DATA SHOWN ::

● ● ● ●

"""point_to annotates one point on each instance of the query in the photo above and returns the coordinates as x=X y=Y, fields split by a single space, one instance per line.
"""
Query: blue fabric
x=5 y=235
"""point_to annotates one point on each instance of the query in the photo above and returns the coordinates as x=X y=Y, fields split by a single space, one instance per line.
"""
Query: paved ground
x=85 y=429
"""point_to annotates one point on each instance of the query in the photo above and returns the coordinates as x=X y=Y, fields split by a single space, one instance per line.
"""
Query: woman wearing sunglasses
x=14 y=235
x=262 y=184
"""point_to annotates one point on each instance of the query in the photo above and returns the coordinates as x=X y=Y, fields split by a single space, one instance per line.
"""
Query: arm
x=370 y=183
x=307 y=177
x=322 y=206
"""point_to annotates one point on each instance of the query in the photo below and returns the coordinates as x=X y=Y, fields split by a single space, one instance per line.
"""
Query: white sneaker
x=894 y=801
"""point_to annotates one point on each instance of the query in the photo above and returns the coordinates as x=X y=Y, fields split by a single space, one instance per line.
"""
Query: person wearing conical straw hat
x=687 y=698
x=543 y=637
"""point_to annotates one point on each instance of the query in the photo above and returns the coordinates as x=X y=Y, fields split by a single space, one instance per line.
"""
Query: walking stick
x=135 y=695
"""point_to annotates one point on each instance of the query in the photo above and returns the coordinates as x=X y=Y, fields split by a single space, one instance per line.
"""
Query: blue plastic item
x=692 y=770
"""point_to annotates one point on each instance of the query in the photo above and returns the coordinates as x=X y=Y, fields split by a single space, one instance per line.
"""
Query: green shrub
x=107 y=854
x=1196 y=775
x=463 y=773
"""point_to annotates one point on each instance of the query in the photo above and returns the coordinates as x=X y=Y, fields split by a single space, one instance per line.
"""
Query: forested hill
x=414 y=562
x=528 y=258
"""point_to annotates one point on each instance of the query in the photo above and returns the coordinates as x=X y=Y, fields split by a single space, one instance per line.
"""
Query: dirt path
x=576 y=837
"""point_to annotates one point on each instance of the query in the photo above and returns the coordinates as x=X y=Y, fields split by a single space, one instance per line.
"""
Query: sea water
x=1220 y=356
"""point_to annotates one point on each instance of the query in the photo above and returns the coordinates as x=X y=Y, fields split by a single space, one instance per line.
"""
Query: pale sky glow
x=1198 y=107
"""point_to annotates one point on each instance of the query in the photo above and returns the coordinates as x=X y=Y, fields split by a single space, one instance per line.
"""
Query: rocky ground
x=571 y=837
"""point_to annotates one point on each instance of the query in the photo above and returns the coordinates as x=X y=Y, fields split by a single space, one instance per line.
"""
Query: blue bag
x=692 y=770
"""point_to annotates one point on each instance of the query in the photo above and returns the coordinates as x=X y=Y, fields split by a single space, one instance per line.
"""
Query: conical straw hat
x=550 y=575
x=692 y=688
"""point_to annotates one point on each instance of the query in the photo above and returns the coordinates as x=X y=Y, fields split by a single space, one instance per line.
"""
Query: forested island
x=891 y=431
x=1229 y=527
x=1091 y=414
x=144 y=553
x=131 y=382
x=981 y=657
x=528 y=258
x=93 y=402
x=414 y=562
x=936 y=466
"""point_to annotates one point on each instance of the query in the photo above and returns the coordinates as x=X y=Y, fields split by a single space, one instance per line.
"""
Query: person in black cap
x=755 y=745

● ● ● ●

WORK INSTRUCTION :: Repeat the material above in full. Change no word.

RESPONSE BOX ::
"""point_to annotates one point on each instance of the query in the photo above and returns the coordinates as x=X y=Y, fields split by a single space, one instance per line.
"""
Query: blue fabric
x=5 y=235
"""point_to annotates one point on each instance of the query in the photo above and returns the coordinates as x=X y=Y, fields split by a single space, one instance per line.
"""
Query: paved ground
x=85 y=429
"""point_to annotates one point on each instance of the query in the photo above and returns the coordinates as x=X y=Y, fields split by a single space, one instance per line.
"""
Query: woman wearing sunglasses
x=14 y=235
x=262 y=184
"""point_to annotates one point on each instance of the query in the photo above and returns the coordinates as x=X y=Y, fields split by a single space, one instance per line.
"""
Query: arm
x=370 y=183
x=307 y=177
x=322 y=206
"""point_to annotates one point on each instance of the query in the photo below and returns the coordinates as x=X y=Y, fields split by a single space, one instance per line.
"""
Query: white sneaker
x=894 y=801
"""point_to annotates one point on each instance of the query in the photo above and returns the coordinates as x=X y=Y, fields split by a single space, one instance per line.
"""
Query: person wearing conical straw hat
x=687 y=698
x=543 y=637
"""point_to annotates one point on each instance of the query in the photo above and returns the coordinates as x=X y=Y, fields split by a single space, one instance per line.
"""
Query: walking stick
x=135 y=695
"""point_to annotates one point on each instance of the query in the photo above and returns the coordinates as x=X y=Y, fields split by a single space, one instance per line.
"""
Query: blue plastic item
x=692 y=770
"""point_to annotates one point on each instance of the query in the photo above and returns the coordinates as x=X y=Y, fields split by a single space, one instance per line.
"""
Query: green shrub
x=107 y=854
x=1196 y=775
x=463 y=773
"""point_to annotates one point on each instance of the query in the photo above and returns the coordinates as x=X y=Y, fields split by a single space, one instance per line.
"""
Query: forested hill
x=414 y=562
x=528 y=258
"""point_to annotates one point on each instance of the query in the photo above and returns the coordinates as x=X y=Y, fields split by a single space, one instance per line.
"""
Query: dirt path
x=576 y=837
"""point_to annotates one point on each instance of the query in the photo above and returns the coordinates as x=X y=Y, fields split by a single space, one instance per line.
"""
Query: sea water
x=1220 y=356
"""point_to annotates one point on each instance of the query in the photo above and returns the coordinates as x=X y=Y, fields split by a single space, one instance per line.
"""
Query: pale sky glow
x=1198 y=107
"""point_to annotates one point on each instance of the query in the photo above and returns the coordinates as x=X y=Y, fields split by a single space, one instance per line.
"""
Query: rocky ground
x=571 y=837
"""point_to annotates one point on each instance of the query in the photo above and returns the coordinates as x=X y=Y, fields split by a single space, one instance per line.
"""
Query: blue bag
x=692 y=770
"""point_to annotates one point on each instance of the query in the photo above and returns the coordinates as x=X y=Y, fields split by a single space, one instance per line.
"""
Query: conical straw hat
x=550 y=575
x=692 y=688
"""point_to annotates one point on each instance of the query in the photo above and returns the coordinates as x=X y=Y, fields split by a single space, one instance per line.
"""
Query: forested island
x=891 y=431
x=1229 y=527
x=1091 y=414
x=144 y=553
x=131 y=382
x=981 y=657
x=528 y=258
x=93 y=402
x=414 y=562
x=936 y=466
"""point_to annotates one point on each instance of the query in the photo above and returns the coordinates as x=X y=Y, fields split by a single space, one instance per line.
"""
Query: person in black cap
x=755 y=745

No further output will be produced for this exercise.